Instruction 1: Extract from the PCC thread the passage between "I am not sure" and "especially in India.", inclusive.
Instruction 2:
Answer these questions from the PCC thread:
(a) In the opening post, whom did LoveOz approach directly to get the certificate?
(b) Under the first option gauravmmec lists, what is the longest the PCC will take?
(c) Under the second option, roughly how long will the PCC take?

Page excerpt:
* * * *

# PCC from India



## LoveOz (Aug 12, 2008)

My CO mentioned that the PCC I submitted is in the wrong format. CO also provided below link to refer.

http://www.immi.gov.au/allforms/character-requirements/character-penal.pdf

I am not sure what CO mean by this. I have directly approached Police to get this certificate. They are the one and only authority to give these certificates and the text in the format is also standard to every one. 

Is CO suggesting me to contact Passport office instead to get this certificate ? Even in this case passport office would still approach Police to issue this certificate. Won't it ? Have any of you guys from India has this experience ? 

Please help as it is too much trouble to start this PCC process again, especially in India.


----------



## gauravmmec (Apr 27, 2009)

Yes you have to contact to RPO



LoveOz said:


> My CO mentioned that the PCC I submitted is in the wrong format. CO also provided below link to refer.
> 
> http://www.immi.gov.au/allforms/character-requirements/character-penal.pdf
> 
> ...


----------



## LoveOz (Aug 12, 2008)

gauravmmec said:


> Yes you have to contact to RPO


My passport has my old address which I used to live 3 years back. Do I need to change my address in passport before I apply for PCC ?


----------



## gauravmmec (Apr 27, 2009)

There are two options :-

1. apply with RPO ( from where ur passport was issued)---- depending upon RPO, either apssport will sent with PCC to your old address or passport with PCC will be handover on the same day--- pcc will take one week max

2. Apply with RPO , where u r residing now ---(No need to change the address ) -- PCC will take 30 days around... you have to have address proof of your latest address and police verification will also be done.






LoveOz said:


> My passport has my old address which I used to live 3 years back. Do I need to change my address in passport before I apply for PCC ?


----------



## LoveOz (Aug 12, 2008)

gauravmmec said:


> There are two options :-
> 
> 1. apply with RPO ( from where ur passport was issued)---- depending upon RPO, either apssport will sent with PCC to your old address or passport with PCC will be handover on the same day--- pcc will take one week max
> 
> 2. Apply with RPO , where u r residing now ---(No need to change the address ) -- PCC will take 30 days around... you have to have address proof of your latest address and police verification will also be done.


Thanks Gaurav. 2nd option is what I prefer. Also now that my Police verification has already been done, do you think attaching these certificates will expedite the process ?


----------



## gauravmmec (Apr 27, 2009)

Attach ur PCC hard copy while applying for PCC at RPO--- It might help , not sure about it.All the best



LoveOz said:


> Thanks Gaurav. 2nd option is what I prefer. Also now that my Police verification has already been done, do you think attaching these certificates will expedite the process ?


----------



## puneet.goyal13 (Oct 16, 2011)

Hi friends...coudl some body please explain the process of PCC.


----------



## dreamaus (Nov 12, 2011)

puneet.goyal13 said:


> Hi friends...coudl some body please explain the process of PCC.

* * * *

Extracted information:
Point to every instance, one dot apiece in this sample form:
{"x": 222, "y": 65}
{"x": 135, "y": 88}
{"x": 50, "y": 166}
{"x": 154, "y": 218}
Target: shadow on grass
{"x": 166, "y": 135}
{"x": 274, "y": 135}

* * * *

Exercise result 1:
I am not sure what CO mean by this. I have directly approached Police to get this certificate. They are the one and only authority to give these certificates and the text in the format is also standard to every one. 

Is CO suggesting me to contact Passport office instead to get this certificate ? Even in this case passport office would still approach Police to issue this certificate. Won't it ? Have any of you guys from India has this experience ? 

Please help as it is too much trouble to start this PCC process again, especially in India.

Exercise result 2:
(a) The Police.
(b) One week at most.
(c) About 30 days.